--- BEGIN STORED ROWS ---
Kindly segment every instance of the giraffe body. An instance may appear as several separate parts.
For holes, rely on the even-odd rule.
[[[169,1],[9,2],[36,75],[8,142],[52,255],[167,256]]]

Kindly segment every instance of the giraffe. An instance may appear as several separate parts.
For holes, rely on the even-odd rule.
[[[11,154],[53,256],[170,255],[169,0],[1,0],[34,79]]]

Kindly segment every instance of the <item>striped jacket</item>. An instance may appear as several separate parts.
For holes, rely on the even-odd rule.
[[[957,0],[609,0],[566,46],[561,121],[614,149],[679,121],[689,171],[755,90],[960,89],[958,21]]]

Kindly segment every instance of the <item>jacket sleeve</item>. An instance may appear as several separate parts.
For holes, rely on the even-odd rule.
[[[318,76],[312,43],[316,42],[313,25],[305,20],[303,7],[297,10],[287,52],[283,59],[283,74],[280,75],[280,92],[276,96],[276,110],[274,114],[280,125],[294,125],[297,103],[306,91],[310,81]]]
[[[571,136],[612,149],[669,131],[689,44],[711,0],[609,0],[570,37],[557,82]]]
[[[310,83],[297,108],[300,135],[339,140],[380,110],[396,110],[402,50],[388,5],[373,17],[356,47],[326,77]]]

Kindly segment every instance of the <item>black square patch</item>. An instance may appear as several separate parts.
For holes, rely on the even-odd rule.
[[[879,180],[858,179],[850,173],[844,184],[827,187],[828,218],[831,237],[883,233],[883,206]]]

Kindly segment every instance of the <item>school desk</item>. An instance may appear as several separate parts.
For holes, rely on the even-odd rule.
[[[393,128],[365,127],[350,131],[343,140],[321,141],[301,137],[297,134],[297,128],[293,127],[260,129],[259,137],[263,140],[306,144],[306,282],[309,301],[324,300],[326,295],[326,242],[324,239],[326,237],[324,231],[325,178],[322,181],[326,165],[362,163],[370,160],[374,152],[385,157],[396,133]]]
--- END STORED ROWS ---
Rewrite all of the entries above, replacing each "Kindly" with "Please" and leaving every other character unchanged.

Please segment every instance of the giraffe body. An instance may appear as several separate parts.
For holes, rely on the even-odd rule.
[[[169,1],[9,2],[36,75],[8,142],[52,255],[167,256]]]

Please segment every instance of the giraffe. An instance may appear as several separate parts.
For holes, rely on the even-odd rule.
[[[11,154],[53,256],[170,255],[169,0],[1,0],[34,79]]]

Please segment every instance of the <item>striped jacket</item>. An instance may appear as several separate parts.
For holes, rely on the even-odd rule.
[[[957,0],[609,0],[566,46],[561,121],[614,149],[679,121],[689,171],[755,90],[960,89],[958,21]]]

Please segment every instance of the <item>jacket sleeve</item>. An instance may appear as several separate parts.
For holes, rely on the even-odd rule.
[[[318,76],[312,43],[316,42],[313,25],[305,20],[303,7],[297,10],[287,52],[283,59],[283,74],[280,75],[280,92],[276,96],[276,110],[274,114],[280,125],[294,125],[297,103],[306,91],[310,81]]]
[[[571,136],[612,149],[669,131],[689,44],[711,0],[609,0],[570,37],[557,82]]]
[[[310,83],[297,108],[300,135],[339,140],[380,110],[396,110],[402,50],[388,5],[373,17],[356,47],[326,77]]]

Please segment every instance of the <item>black square patch</item>. An instance may appear as several separate parts.
For holes, rely on the even-odd rule.
[[[879,180],[858,179],[850,173],[844,184],[827,187],[828,218],[831,237],[883,233],[883,206]]]

Please segment every instance of the <item>school desk</item>. An instance may appear as several separate parts.
For holes, rely on the even-odd rule.
[[[393,128],[365,127],[350,131],[343,140],[321,141],[301,137],[297,134],[297,128],[293,127],[260,129],[259,137],[263,140],[306,144],[306,282],[309,301],[324,300],[326,295],[326,242],[324,239],[326,237],[324,231],[325,178],[322,181],[326,165],[362,163],[370,160],[374,152],[385,157],[396,133]]]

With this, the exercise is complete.